#### [Problem requirements]
Can you edit the records below so that "planogram checker" becomes "shelf auditor" wherever it appears, with nothing else altered?

======== Dataset extract ========

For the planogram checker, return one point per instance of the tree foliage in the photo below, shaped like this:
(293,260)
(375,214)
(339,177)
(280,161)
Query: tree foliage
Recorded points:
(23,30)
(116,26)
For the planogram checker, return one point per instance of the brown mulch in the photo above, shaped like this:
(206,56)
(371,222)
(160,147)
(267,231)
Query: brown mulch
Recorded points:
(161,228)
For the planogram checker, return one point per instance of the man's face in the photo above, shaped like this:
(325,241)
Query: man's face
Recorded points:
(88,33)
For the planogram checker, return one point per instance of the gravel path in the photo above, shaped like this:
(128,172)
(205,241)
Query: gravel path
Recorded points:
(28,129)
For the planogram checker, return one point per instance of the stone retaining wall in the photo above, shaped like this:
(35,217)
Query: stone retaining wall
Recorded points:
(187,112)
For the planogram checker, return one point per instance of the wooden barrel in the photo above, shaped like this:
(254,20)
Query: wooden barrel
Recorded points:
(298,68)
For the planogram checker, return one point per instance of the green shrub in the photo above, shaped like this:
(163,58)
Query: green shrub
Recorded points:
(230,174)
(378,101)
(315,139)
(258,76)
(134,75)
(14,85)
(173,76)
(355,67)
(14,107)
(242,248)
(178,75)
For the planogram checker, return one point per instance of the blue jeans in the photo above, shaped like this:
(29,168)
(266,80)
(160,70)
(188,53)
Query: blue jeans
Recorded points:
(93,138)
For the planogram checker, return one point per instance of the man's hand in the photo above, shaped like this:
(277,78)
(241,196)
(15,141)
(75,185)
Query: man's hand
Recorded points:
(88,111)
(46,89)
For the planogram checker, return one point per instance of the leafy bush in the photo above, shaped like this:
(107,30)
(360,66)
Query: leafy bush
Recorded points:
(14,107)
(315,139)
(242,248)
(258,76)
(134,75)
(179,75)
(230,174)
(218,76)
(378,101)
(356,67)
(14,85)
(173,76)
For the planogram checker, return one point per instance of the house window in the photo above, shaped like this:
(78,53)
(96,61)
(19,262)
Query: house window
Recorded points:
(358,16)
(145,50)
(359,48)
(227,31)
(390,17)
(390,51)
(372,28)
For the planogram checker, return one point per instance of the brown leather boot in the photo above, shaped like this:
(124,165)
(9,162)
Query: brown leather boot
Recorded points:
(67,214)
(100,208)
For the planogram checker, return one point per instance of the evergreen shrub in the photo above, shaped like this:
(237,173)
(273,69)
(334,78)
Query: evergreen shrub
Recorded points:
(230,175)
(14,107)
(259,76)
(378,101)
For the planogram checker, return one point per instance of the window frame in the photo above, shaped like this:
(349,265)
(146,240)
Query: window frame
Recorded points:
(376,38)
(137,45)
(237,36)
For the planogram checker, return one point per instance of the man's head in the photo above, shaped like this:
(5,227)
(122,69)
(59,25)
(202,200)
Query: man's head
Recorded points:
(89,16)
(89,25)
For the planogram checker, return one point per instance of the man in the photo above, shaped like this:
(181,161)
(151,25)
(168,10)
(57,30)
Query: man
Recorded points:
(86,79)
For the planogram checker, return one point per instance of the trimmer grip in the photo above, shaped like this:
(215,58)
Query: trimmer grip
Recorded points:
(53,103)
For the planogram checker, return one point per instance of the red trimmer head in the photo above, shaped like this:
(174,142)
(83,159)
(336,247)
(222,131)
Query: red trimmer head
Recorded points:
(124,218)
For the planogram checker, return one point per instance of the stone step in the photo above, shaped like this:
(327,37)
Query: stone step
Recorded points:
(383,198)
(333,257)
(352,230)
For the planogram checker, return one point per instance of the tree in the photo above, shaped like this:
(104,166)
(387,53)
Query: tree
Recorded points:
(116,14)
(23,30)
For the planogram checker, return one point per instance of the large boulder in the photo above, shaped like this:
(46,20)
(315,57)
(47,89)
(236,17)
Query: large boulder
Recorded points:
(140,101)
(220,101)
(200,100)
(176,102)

========

#### [Response to this task]
For the shelf auditor, return one point per instance of the tree foliage in the photo below, shaped like this:
(293,260)
(375,214)
(339,177)
(280,161)
Query: tree foliage
Recorded points:
(23,30)
(116,26)
For the shelf auditor, return one point per instance of the brown mulch in the photo above, shaped like this:
(206,56)
(371,222)
(160,147)
(267,231)
Query: brown mulch
Recorded points:
(161,228)
For the shelf auditor, return one point per instance of the man's face in the photo above, shaped like this:
(325,241)
Query: man's face
Recorded points:
(88,33)
For the shelf auditor, return one point per instance of the gravel path in the photo above, shaped like this:
(128,172)
(205,241)
Query: gravel path
Recorded points:
(28,129)
For the shelf auditor, return one point per instance of the stone retaining wall in the photo above, shaped like this:
(35,217)
Query: stone retaining wall
Recorded points:
(187,112)
For the shelf auditor, return one point per instance of the wooden barrel in the photo above, shaped like this:
(254,20)
Query: wooden barrel
Recorded points:
(298,68)
For the shelf auditor, return one point per instance of the green shrub in the photo above, shaped like this:
(163,58)
Query: green shrub
Recorded points:
(230,174)
(378,101)
(315,139)
(258,76)
(134,75)
(14,85)
(173,76)
(355,67)
(14,107)
(242,248)
(178,75)
For the shelf auditor, return one point per instance of the blue jeans in the photo above, shaped like this:
(29,168)
(266,80)
(160,70)
(188,53)
Query: blue jeans
Recorded points:
(93,138)
For the shelf auditor, return one point per instance of the man's hand in the photo above, shaped like this:
(277,78)
(241,196)
(15,141)
(75,185)
Query: man's hand
Recorded points:
(88,111)
(46,89)
For the shelf auditor, return one point per instance of the leafy bush in the photo above, shaped like this:
(107,30)
(360,66)
Query: leafy bush
Recorded points:
(14,107)
(315,139)
(242,248)
(258,76)
(134,75)
(179,75)
(230,174)
(218,76)
(378,101)
(356,67)
(14,85)
(173,76)
For the shelf auditor, return one point per instance of the house window in the photo above, shaped like this:
(78,53)
(96,61)
(19,262)
Query: house window
Recorded points:
(358,16)
(145,50)
(359,48)
(227,31)
(390,17)
(390,51)
(372,28)
For the shelf auditor, return one point per instance of the brown leather boot in the photo above, shaped like this:
(124,165)
(9,162)
Query: brown leather boot
Recorded points:
(67,214)
(100,208)
For the shelf auditor, return one point per instance of the evergreen shrub in the photo above, shaped like this:
(237,173)
(273,69)
(334,78)
Query: evergreen shrub
Recorded points:
(230,175)
(14,107)
(259,76)
(378,101)
For the shelf auditor, return one point per instance of the window frame in the photo above, shaped like this:
(349,265)
(146,240)
Query: window frame
Recorded points:
(376,38)
(137,45)
(237,36)
For the shelf auditor, return one point per instance of the man's head in the photo above, shaped like this:
(5,227)
(122,69)
(59,25)
(202,200)
Query: man's head
Recorded points:
(89,16)
(89,25)
For the shelf auditor, return one point per instance of the man in the photo above, shaped like this:
(181,161)
(151,25)
(168,10)
(57,30)
Query: man
Recorded points:
(86,79)
For the shelf auditor, return one point per instance of the trimmer grip in the photo above, shaped like this:
(215,58)
Query: trimmer grip
Recorded points:
(53,103)
For the shelf auditor, return one point per instance of the red trimmer head in the photo above, shaped like this:
(174,142)
(83,159)
(336,247)
(222,131)
Query: red trimmer head
Recorded points:
(124,218)
For the shelf auditor, return one point per instance of the stone step in the photo above, shaped like this:
(327,37)
Query: stone step
Recorded points:
(383,198)
(333,257)
(352,230)
For the shelf auditor, return one point per instance of the tree in the photo above, shaped like this:
(104,166)
(387,53)
Query: tree
Recorded points:
(116,14)
(23,30)
For the shelf auditor, return one point per instance of the large boulder in the photo above, shaped like this:
(46,20)
(315,57)
(47,89)
(236,17)
Query: large boulder
Recorded points:
(140,101)
(220,101)
(200,100)
(176,102)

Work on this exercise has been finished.